- **Reading passage**:
========================
An increasing demand for lithium has resulted in record prices as carmakers scramble to find the supplies needed to make future electric vehicles. The price of lithium carbonate quadrupled last year, according to Benchmark Mineral Intelligence.
A year ago, lithium carbonate was trading at $13,400 per metric ton. This week, lithium carbonate prices have reached more than $78,000 per metric ton.
Lessons learned by the domestic fossil fuels industry could offer hope for lithium.
Twenty years ago, natural gas producers raced to build import facilities after experts said the United States was facing a potential shortfall, which, in part, led to a drilling boom, U.S. Oil and Gas Association spokesman Tim Stewart told The Epoch Times.
Now, with technological advances, the nation could have enough natural gas to meet demands for 1,000 years, according to Stewart. The industry has enough oil resources for 200 years.
“Those types of predictions are what usually lead innovators and producers to say to the skeptics and academics, ‘Hold my beer,’” he said. “The result is now the U.S. is the world’s leader in oil and gas production. It can happen again with lithium.”
The industry is also racing to build export facilities to supply European allies with natural gas, according to Stewart.
He said he’s confident that a rising generation of innovators will quickly address lithium and other rare mineral shortages “as long as the government doesn’t stand in their way.”
========================
- **Short problem A**:
Express the records between the line holding "For each instance of the whiteboard" and the end of the records, inclusive, as a two-column CSV with the columns "request" and "points". Give one row per request, put each value in a single quoted field with line breaks turned into spaces, and leave out the pictures.
The lithium passage and the records are separate material.

- **Data records**:
========================
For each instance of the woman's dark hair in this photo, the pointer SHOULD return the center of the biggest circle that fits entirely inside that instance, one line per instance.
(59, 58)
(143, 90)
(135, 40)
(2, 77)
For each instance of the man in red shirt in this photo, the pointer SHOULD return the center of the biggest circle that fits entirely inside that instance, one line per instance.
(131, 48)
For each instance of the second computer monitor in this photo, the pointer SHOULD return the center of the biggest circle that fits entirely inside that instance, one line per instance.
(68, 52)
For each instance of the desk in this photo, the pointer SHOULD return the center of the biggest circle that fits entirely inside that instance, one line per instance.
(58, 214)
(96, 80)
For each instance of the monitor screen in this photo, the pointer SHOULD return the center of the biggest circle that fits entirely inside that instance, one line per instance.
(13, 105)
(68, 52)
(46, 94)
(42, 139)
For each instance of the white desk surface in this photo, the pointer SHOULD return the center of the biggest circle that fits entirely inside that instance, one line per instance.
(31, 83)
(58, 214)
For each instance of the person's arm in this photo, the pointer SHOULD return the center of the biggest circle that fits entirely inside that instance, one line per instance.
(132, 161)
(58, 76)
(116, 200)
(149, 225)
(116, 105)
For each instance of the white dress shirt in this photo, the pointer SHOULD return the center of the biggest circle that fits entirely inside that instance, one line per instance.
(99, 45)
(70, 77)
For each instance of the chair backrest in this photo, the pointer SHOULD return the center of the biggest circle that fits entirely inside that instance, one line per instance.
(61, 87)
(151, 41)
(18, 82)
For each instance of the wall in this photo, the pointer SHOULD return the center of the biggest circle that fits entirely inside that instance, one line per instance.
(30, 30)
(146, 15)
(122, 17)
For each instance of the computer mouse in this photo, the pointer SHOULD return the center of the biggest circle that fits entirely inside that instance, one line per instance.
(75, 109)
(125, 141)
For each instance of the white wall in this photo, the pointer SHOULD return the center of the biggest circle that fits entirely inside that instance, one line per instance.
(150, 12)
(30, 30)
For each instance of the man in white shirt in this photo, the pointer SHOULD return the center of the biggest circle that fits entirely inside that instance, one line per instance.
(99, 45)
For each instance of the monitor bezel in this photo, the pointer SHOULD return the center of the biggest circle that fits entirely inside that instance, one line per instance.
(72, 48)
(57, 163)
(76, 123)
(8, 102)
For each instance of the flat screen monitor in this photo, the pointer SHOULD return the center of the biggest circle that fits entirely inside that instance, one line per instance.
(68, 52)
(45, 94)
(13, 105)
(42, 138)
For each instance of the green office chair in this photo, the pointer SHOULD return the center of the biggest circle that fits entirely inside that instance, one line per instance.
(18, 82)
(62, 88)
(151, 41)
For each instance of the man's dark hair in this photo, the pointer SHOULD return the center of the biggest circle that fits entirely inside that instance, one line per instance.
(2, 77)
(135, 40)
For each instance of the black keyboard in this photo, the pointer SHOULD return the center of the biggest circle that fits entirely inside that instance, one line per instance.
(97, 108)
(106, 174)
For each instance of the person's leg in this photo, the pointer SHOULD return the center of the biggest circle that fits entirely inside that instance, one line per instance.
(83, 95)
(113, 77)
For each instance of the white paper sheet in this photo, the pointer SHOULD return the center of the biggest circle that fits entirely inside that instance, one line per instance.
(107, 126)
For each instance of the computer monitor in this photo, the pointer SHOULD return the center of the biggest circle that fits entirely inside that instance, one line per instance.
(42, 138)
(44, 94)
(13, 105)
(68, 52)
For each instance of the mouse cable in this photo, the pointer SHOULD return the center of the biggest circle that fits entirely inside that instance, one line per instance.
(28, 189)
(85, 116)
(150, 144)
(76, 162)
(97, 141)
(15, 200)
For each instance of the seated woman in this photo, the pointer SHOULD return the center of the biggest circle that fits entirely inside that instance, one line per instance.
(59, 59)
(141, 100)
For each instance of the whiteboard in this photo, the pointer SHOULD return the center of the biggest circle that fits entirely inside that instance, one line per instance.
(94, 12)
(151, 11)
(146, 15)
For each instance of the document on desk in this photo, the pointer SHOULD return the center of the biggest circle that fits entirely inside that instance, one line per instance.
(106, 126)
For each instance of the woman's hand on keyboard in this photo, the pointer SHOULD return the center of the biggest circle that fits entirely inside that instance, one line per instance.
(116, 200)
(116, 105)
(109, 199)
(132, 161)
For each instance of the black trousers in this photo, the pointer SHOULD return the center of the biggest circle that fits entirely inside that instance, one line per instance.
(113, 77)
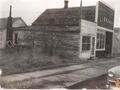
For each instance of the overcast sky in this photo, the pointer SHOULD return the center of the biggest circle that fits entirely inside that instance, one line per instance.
(29, 10)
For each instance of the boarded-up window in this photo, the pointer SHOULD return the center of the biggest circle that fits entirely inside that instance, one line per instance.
(86, 43)
(100, 40)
========================
- **Short problem B**:
Copy the lithium passage between "Now, with technological" and "for 200 years.", inclusive, changing "technological advances" to "technological progress".

- **Full output A**:
request,points
"For each instance of the whiteboard in this photo, the pointer SHOULD return the center of the biggest circle that fits entirely inside that instance, one line per instance.","(94, 12) (151, 11) (146, 15)"
"For each instance of the document on desk in this photo, the pointer SHOULD return the center of the biggest circle that fits entirely inside that instance, one line per instance.","(106, 126)"
"For each instance of the woman's hand on keyboard in this photo, the pointer SHOULD return the center of the biggest circle that fits entirely inside that instance, one line per instance.","(116, 200) (116, 105) (109, 199) (132, 161)"
"For each instance of the black trousers in this photo, the pointer SHOULD return the center of the biggest circle that fits entirely inside that instance, one line per instance.","(113, 77)"
"For each instance of the overcast sky in this photo, the pointer SHOULD return the center of the biggest circle that fits entirely inside that instance, one line per instance.","(29, 10)"
"For each instance of the boarded-up window in this photo, the pointer SHOULD return the center of the biggest circle that fits entirely inside that instance, one line per instance.","(86, 43) (100, 40)"

- **Full output B**:
Now, with technological progress, the nation could have enough natural gas to meet demands for 1,000 years, according to Stewart. The industry has enough oil resources for 200 years.